(Records from a data collection)
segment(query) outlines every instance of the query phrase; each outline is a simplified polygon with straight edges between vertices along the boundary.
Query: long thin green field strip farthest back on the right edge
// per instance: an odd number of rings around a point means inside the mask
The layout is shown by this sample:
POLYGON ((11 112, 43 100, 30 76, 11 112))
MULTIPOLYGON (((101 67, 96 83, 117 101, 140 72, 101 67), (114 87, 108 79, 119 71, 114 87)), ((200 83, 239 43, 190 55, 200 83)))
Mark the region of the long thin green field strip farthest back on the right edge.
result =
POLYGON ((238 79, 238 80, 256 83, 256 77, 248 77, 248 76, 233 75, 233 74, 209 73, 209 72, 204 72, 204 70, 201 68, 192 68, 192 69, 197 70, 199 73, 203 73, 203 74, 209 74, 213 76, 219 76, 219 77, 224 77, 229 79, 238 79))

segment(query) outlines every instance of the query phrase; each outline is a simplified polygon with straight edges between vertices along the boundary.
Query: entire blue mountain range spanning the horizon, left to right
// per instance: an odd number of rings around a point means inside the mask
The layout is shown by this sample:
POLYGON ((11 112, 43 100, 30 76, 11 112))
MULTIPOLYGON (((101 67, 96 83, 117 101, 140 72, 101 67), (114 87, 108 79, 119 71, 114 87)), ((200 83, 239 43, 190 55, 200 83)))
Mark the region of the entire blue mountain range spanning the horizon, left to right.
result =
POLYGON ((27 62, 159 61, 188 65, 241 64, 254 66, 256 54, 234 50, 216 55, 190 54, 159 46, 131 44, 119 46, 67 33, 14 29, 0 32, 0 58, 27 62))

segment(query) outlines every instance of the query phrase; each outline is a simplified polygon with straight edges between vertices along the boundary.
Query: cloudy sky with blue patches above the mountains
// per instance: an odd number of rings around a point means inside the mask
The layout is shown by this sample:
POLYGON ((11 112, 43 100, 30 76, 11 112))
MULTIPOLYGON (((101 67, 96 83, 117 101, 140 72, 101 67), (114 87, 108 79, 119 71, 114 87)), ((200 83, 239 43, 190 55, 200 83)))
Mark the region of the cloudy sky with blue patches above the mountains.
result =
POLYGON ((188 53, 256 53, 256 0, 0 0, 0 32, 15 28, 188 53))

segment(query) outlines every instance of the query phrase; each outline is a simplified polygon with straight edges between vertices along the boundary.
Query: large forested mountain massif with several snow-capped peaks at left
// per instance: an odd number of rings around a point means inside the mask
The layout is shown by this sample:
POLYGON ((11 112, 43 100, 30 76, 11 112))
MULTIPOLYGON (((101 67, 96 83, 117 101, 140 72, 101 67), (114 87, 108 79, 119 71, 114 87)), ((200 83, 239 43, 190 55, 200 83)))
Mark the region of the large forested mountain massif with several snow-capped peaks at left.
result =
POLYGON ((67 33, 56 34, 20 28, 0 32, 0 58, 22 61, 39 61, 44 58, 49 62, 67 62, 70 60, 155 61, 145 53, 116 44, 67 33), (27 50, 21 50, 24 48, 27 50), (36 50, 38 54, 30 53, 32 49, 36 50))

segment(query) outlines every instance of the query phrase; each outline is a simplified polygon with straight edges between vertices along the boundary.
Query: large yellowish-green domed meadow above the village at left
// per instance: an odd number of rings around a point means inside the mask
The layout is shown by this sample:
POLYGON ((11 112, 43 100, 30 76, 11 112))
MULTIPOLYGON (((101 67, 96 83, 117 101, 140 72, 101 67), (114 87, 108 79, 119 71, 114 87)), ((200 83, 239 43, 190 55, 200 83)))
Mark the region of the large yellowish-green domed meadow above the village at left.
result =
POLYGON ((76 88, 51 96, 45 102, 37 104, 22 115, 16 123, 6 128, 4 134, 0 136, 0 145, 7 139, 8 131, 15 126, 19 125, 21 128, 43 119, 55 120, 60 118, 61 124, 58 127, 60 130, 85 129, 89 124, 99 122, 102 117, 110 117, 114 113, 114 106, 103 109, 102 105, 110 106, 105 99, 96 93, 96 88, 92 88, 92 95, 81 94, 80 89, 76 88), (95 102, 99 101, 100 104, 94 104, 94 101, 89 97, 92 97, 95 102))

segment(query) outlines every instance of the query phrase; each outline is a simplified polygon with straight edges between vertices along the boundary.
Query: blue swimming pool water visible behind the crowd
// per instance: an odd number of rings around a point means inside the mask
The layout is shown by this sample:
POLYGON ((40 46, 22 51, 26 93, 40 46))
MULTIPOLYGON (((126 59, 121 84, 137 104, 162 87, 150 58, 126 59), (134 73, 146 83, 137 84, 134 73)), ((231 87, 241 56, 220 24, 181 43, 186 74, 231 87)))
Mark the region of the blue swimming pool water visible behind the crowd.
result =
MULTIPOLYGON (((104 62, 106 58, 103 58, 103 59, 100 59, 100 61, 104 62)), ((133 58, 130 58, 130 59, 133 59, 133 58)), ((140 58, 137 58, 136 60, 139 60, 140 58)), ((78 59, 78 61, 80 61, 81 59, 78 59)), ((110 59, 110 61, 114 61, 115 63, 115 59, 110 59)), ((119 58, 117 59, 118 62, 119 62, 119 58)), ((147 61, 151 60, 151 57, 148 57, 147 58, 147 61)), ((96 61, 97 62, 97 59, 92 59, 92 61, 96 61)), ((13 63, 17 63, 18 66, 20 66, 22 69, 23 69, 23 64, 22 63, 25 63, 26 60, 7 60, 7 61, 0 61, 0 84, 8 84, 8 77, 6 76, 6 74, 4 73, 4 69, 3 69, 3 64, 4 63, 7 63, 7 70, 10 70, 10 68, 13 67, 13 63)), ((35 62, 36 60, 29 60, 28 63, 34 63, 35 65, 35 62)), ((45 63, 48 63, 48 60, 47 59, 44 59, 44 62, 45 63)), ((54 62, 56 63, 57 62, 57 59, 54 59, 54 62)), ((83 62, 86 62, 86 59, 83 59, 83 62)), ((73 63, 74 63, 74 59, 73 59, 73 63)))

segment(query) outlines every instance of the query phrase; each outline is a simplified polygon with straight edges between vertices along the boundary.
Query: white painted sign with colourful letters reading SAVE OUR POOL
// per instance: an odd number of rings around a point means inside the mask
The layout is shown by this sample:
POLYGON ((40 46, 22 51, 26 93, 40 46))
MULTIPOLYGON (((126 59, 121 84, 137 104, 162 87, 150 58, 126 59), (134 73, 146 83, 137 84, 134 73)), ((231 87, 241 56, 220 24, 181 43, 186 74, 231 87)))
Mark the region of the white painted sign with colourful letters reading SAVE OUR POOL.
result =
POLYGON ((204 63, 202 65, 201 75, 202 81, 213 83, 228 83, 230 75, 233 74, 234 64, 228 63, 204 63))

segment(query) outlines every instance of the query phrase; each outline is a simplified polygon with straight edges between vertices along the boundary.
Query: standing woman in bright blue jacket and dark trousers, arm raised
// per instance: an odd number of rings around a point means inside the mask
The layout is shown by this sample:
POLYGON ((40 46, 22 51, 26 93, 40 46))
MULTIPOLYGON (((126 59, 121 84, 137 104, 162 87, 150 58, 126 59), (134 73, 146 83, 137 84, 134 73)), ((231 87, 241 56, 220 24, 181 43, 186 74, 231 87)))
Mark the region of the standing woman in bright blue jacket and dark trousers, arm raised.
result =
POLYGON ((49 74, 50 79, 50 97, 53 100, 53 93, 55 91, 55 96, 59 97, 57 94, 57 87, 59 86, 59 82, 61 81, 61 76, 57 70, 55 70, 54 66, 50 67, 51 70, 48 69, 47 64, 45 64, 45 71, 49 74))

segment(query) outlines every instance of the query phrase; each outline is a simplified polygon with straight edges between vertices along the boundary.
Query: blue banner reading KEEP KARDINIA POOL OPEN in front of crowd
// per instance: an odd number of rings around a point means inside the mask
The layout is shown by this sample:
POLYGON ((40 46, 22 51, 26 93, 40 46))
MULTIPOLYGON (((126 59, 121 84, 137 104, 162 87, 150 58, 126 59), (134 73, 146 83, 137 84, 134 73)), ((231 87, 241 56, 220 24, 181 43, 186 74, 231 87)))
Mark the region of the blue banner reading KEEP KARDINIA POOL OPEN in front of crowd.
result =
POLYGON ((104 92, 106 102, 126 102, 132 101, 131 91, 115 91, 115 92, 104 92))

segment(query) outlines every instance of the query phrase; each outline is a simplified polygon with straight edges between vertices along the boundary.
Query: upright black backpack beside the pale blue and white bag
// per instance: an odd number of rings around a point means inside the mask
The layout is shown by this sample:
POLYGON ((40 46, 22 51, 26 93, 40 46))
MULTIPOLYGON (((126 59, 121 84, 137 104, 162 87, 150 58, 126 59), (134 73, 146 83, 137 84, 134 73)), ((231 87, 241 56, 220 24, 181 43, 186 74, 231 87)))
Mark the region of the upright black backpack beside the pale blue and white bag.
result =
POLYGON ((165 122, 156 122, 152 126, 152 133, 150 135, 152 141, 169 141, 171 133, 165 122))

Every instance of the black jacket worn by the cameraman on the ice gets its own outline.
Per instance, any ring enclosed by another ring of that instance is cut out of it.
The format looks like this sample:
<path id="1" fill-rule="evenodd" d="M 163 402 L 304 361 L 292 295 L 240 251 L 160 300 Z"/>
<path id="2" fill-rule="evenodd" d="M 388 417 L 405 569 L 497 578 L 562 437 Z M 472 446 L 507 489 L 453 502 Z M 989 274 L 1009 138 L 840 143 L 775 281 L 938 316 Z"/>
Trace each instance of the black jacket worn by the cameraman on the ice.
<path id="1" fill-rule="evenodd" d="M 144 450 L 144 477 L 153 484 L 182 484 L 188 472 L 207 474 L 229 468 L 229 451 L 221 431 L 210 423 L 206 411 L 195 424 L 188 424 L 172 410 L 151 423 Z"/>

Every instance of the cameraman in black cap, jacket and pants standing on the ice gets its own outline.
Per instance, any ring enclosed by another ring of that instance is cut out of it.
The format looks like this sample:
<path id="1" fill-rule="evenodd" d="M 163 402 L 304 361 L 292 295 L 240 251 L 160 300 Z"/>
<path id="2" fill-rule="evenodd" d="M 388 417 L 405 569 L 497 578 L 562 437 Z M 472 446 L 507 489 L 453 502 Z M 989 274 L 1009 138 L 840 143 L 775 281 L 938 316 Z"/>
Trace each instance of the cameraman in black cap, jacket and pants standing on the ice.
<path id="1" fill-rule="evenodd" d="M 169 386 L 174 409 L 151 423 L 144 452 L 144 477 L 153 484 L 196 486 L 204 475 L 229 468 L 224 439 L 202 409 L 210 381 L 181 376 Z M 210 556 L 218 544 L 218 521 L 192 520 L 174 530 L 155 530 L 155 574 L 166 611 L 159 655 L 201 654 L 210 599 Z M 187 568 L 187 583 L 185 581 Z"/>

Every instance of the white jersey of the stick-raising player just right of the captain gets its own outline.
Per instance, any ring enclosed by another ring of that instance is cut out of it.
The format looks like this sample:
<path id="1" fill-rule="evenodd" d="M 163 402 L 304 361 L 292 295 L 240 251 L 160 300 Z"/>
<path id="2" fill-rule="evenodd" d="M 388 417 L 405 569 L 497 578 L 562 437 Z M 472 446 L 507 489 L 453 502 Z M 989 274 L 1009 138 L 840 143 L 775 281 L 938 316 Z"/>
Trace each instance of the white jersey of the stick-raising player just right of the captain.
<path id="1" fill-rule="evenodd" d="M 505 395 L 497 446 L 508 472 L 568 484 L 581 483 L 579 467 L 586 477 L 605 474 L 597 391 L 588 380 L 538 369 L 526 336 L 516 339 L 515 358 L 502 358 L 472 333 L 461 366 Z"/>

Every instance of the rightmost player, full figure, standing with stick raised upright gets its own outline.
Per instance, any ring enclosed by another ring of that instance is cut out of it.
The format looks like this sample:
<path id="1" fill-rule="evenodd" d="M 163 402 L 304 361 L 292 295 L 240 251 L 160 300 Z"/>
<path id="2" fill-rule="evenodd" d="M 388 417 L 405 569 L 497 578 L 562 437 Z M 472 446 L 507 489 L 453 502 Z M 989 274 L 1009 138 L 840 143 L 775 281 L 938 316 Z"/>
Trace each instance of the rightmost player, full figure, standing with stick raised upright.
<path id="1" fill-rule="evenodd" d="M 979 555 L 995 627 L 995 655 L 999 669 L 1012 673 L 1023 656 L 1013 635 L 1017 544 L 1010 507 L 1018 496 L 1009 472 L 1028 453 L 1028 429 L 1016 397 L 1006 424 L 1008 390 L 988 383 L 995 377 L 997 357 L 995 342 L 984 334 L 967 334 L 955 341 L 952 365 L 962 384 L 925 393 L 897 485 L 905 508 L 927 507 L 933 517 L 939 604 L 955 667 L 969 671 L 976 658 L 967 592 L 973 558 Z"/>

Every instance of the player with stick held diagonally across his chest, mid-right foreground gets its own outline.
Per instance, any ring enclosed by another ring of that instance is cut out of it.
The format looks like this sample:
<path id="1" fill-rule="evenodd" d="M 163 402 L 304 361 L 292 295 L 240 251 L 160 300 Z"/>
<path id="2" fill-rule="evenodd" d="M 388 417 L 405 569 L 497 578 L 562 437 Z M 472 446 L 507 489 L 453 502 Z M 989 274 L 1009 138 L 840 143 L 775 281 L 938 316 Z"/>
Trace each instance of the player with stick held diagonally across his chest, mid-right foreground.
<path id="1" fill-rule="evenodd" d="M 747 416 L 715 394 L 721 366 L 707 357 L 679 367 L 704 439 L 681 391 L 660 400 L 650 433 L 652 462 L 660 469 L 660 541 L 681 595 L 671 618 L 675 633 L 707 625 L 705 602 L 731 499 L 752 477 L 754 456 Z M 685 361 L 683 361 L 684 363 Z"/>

→ **Your task**
Scan the data for the string "front" and copy each line in which it occurs.

→ **Answer box**
Query: blue banner reading KEEP KARDINIA POOL OPEN in front of crowd
Mark the region of the blue banner reading KEEP KARDINIA POOL OPEN in front of crowd.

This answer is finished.